> **Set problem**:
List every line of the records that contains the string "shorts". Case counts.

----- Given records

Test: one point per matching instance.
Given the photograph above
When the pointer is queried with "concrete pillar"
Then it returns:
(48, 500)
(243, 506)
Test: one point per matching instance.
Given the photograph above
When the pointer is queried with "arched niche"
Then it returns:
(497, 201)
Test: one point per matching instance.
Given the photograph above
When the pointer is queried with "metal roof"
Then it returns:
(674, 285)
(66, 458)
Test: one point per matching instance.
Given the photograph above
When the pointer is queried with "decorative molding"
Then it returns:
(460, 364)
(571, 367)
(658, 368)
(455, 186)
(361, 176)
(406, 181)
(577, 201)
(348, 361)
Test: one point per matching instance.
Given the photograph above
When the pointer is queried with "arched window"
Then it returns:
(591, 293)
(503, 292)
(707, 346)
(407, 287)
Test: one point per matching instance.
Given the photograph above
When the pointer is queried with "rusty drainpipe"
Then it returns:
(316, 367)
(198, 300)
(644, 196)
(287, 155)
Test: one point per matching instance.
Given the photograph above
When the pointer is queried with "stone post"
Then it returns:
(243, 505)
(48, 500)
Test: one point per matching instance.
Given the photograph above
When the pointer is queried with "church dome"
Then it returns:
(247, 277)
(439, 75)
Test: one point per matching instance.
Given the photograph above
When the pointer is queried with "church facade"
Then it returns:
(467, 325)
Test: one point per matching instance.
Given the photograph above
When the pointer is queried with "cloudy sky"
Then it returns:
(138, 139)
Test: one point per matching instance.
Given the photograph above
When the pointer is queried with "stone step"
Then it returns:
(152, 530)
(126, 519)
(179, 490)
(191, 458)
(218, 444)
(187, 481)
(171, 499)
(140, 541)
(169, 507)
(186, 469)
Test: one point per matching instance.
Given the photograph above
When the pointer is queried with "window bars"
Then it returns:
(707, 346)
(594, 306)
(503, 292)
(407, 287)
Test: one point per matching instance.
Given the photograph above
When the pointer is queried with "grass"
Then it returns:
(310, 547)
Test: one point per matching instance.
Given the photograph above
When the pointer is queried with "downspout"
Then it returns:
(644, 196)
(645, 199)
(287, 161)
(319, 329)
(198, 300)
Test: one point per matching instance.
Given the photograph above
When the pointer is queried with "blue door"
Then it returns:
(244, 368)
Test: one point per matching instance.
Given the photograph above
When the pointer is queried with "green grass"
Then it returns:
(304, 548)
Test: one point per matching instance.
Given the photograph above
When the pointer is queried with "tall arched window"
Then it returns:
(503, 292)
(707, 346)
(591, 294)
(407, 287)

----------
----- Given records

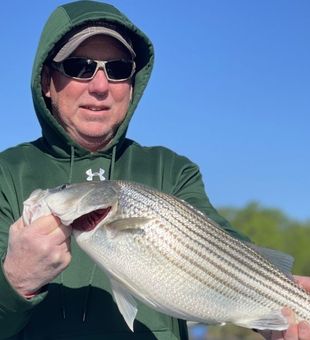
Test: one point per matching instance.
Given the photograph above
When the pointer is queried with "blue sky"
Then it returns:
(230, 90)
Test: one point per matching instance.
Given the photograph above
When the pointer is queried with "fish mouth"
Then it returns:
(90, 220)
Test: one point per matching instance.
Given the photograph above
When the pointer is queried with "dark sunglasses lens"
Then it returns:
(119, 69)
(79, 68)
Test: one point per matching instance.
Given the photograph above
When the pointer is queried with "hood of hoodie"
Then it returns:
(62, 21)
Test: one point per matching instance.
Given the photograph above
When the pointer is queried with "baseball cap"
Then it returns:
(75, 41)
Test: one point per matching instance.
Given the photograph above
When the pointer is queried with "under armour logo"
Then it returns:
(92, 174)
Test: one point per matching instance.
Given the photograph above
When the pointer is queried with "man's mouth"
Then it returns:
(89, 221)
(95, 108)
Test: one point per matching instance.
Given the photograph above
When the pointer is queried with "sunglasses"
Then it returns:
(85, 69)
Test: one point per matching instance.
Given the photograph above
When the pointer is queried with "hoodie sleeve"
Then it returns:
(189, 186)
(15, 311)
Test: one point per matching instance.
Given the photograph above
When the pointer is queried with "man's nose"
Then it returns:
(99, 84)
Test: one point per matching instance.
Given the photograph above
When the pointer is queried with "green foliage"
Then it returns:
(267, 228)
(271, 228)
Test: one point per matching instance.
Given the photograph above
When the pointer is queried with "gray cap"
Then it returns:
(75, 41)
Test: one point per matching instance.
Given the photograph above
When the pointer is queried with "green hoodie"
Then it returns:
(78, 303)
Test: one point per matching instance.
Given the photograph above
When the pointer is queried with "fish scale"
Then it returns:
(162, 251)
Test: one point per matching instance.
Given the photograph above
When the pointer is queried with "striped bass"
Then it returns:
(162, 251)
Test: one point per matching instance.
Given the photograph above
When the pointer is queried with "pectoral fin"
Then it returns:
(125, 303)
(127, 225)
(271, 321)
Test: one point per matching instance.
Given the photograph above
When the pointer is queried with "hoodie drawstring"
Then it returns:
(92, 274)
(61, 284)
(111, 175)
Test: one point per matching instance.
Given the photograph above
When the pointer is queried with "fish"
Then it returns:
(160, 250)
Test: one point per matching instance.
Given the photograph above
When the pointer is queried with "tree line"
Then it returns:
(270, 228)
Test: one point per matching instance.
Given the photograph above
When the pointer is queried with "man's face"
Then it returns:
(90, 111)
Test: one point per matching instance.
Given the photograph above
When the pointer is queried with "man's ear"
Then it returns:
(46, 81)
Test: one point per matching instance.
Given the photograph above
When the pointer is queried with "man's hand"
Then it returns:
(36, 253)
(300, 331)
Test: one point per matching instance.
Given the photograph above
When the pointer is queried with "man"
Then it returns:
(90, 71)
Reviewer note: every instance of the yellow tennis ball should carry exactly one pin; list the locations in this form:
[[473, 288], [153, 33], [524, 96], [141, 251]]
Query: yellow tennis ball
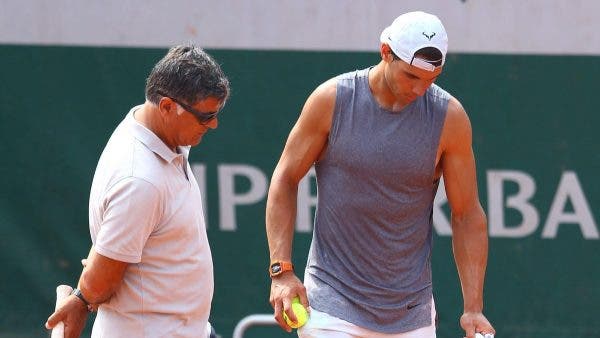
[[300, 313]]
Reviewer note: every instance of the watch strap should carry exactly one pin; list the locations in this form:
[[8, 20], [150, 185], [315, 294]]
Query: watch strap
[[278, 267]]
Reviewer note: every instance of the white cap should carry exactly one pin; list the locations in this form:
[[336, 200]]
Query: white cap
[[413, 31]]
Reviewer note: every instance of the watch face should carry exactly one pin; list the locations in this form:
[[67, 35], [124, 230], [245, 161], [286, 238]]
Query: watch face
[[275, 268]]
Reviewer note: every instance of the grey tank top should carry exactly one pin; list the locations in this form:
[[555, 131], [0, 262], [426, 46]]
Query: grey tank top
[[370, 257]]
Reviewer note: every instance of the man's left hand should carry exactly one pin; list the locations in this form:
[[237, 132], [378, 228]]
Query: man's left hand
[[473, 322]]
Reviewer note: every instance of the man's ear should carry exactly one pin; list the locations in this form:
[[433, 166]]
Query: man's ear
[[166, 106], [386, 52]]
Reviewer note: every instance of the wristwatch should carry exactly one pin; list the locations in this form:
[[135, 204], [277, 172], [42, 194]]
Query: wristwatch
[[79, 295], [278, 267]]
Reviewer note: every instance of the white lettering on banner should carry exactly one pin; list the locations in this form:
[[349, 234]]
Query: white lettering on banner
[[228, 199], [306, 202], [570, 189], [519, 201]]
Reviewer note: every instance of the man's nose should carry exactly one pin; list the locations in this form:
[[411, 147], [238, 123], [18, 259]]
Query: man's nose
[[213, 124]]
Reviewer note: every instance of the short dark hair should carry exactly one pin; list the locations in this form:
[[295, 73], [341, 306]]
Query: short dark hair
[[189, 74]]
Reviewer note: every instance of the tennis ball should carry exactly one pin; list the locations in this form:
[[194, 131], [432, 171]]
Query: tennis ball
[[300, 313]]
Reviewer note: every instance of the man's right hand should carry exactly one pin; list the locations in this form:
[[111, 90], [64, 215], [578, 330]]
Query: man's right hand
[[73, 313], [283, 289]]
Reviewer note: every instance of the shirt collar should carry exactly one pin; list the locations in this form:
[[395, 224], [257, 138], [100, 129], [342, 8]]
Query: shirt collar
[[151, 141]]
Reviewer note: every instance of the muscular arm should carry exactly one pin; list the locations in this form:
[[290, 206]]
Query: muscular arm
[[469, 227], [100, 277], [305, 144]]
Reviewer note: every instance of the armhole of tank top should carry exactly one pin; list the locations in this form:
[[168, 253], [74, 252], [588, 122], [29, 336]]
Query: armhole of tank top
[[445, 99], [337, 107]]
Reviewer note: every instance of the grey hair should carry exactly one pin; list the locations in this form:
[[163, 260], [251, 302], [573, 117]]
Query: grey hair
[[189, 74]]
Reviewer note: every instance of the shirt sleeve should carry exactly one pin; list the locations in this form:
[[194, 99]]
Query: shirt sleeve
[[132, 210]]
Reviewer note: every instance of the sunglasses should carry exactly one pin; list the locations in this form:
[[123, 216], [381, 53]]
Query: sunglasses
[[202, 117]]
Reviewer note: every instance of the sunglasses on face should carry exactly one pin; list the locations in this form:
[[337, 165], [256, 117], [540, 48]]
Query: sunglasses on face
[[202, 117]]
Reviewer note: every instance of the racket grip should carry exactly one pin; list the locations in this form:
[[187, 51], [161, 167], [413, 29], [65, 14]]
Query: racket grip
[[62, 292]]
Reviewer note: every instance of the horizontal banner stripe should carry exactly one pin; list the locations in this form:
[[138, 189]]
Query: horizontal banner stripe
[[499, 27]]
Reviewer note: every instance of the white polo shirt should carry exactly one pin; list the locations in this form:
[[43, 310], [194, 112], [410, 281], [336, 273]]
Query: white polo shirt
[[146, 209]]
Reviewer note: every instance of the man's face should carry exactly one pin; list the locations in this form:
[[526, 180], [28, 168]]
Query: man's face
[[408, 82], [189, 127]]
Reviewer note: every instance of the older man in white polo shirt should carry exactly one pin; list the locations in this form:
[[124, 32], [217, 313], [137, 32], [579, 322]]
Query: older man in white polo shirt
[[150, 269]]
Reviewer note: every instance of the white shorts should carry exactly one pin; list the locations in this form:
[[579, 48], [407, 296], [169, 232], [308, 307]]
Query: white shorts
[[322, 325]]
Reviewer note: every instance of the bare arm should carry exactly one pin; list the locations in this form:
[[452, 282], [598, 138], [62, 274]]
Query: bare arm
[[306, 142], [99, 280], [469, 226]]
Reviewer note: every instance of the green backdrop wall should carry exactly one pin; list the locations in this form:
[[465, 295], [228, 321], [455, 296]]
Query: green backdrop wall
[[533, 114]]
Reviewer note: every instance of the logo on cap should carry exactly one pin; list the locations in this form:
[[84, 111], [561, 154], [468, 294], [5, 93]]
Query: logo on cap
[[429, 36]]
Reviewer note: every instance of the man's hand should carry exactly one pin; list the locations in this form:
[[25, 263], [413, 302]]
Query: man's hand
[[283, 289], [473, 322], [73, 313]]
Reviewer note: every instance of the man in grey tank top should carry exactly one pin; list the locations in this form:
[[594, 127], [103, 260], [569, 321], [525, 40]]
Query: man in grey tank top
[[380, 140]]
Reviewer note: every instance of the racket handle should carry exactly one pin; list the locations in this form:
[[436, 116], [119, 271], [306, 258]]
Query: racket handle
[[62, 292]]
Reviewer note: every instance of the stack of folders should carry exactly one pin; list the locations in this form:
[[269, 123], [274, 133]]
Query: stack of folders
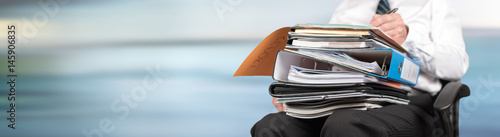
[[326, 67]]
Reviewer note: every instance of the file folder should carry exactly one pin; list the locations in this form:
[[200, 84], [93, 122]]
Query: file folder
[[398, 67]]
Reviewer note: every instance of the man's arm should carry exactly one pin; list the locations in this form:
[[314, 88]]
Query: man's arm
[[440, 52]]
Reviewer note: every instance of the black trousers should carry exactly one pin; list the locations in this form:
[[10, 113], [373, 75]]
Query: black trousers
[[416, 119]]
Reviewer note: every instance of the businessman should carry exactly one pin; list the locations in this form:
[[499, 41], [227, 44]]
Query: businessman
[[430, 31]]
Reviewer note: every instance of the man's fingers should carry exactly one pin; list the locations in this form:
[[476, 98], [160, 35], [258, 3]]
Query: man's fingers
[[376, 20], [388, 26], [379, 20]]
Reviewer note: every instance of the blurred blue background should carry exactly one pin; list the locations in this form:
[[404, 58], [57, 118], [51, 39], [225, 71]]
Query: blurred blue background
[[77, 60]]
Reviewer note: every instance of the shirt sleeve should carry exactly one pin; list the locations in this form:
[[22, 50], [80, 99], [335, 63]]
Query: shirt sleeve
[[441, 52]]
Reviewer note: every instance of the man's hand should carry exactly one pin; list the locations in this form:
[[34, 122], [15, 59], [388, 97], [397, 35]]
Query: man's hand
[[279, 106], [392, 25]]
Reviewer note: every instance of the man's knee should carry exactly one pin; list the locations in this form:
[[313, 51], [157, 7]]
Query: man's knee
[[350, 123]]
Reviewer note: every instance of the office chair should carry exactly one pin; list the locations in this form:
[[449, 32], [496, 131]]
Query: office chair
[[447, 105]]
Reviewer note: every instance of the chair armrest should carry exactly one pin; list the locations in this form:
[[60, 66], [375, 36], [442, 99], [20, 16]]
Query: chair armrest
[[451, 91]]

----------

> **Solution to the problem**:
Reviewer note: every instance of the white shorts should carry exactly one pin; list the locations in this form:
Query: white shorts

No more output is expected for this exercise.